Dataset records on object locations
========
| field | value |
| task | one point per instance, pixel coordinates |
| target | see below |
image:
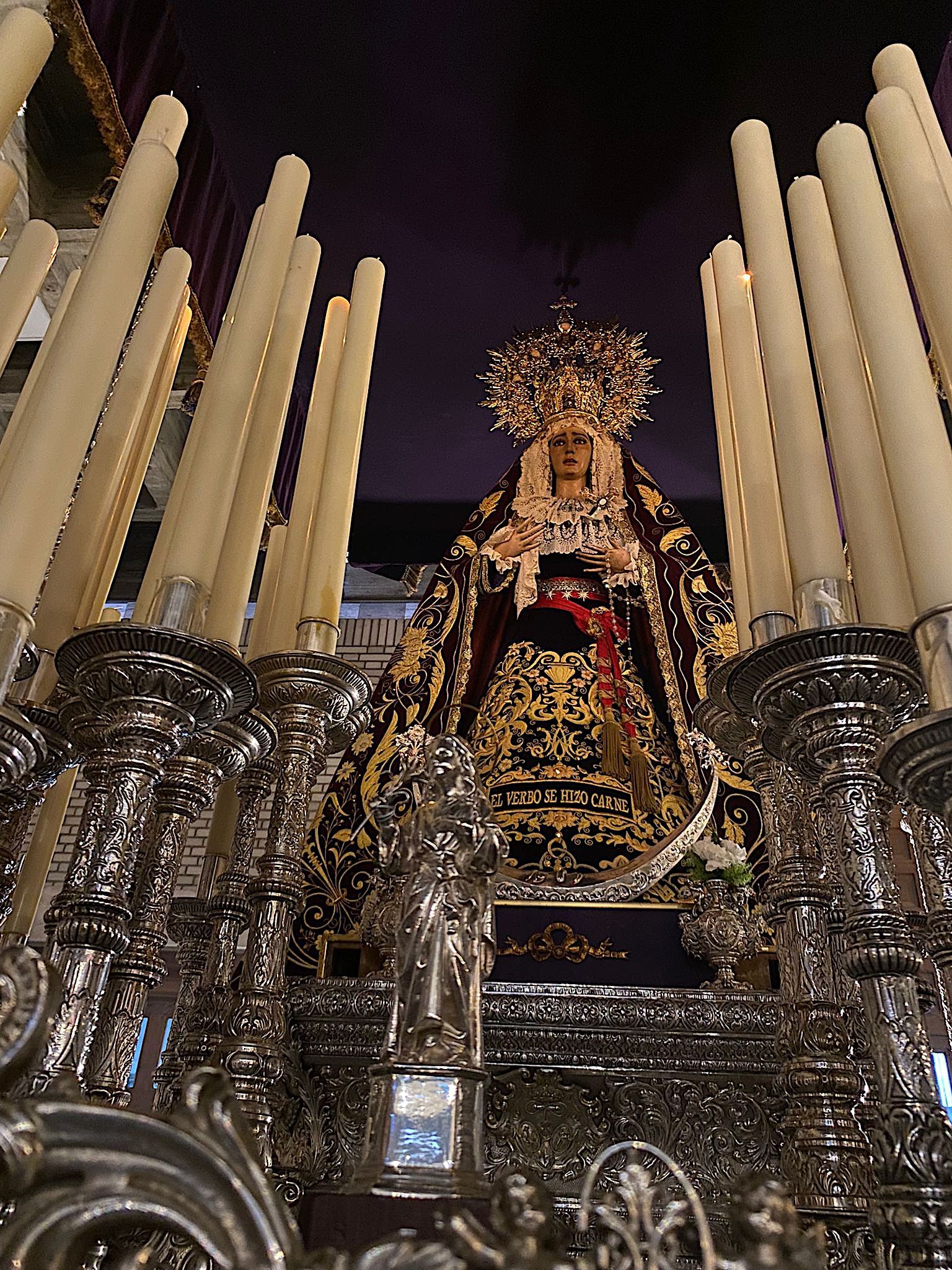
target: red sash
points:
(622, 756)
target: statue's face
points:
(570, 453)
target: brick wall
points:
(367, 642)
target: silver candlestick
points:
(834, 695)
(318, 704)
(932, 853)
(826, 1155)
(20, 801)
(146, 693)
(188, 786)
(20, 744)
(203, 1001)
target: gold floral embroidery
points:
(537, 746)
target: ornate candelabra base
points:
(723, 929)
(19, 802)
(188, 788)
(22, 746)
(425, 1133)
(834, 695)
(826, 1155)
(146, 693)
(318, 705)
(202, 1008)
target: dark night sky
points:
(470, 146)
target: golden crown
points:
(598, 370)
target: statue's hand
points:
(612, 559)
(521, 541)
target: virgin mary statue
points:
(568, 634)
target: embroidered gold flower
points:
(413, 648)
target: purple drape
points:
(144, 54)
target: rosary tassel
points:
(624, 758)
(640, 784)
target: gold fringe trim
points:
(66, 18)
(625, 760)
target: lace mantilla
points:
(569, 525)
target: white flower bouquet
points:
(719, 858)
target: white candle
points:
(98, 498)
(165, 121)
(9, 184)
(324, 584)
(726, 454)
(40, 855)
(912, 432)
(259, 641)
(20, 280)
(288, 603)
(65, 404)
(192, 540)
(814, 539)
(880, 577)
(25, 42)
(155, 569)
(243, 538)
(102, 575)
(896, 65)
(13, 436)
(922, 210)
(221, 831)
(764, 543)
========
Print the whole listing above again line for line without changing anything, but leave out the pictures.

Finished answer
| field | value |
| task | one point per instance, pixel coordinates |
| target | see below |
image:
target: red sash
points:
(622, 756)
target: statue's face
points:
(570, 453)
target: brick wall
points:
(367, 642)
target: silver candlestick
points:
(834, 695)
(318, 704)
(932, 853)
(826, 1155)
(20, 801)
(146, 693)
(188, 786)
(20, 744)
(203, 1001)
target: gold floral embroidery
points:
(537, 746)
target: ornate candelabra base
points:
(723, 929)
(19, 802)
(188, 788)
(22, 746)
(425, 1133)
(834, 695)
(826, 1155)
(146, 693)
(318, 705)
(202, 1008)
target: dark night sky
points:
(470, 146)
target: golden crown
points:
(598, 370)
target: statue's hand
points:
(612, 559)
(521, 541)
target: virgin mary statue
points:
(568, 634)
target: embroidered gold flower
points:
(413, 648)
target: purple drape
points:
(144, 54)
target: rosary tassel
points:
(624, 758)
(640, 784)
target: gold fringe trim
points:
(66, 18)
(625, 760)
target: lace mantilla
points:
(569, 525)
target: white flower bouquet
points:
(719, 858)
target: white candle
points:
(98, 498)
(165, 121)
(9, 184)
(324, 584)
(726, 454)
(40, 855)
(912, 432)
(259, 641)
(20, 280)
(288, 603)
(65, 404)
(192, 540)
(814, 539)
(880, 577)
(25, 42)
(155, 569)
(243, 538)
(102, 575)
(896, 65)
(13, 436)
(922, 210)
(221, 831)
(764, 543)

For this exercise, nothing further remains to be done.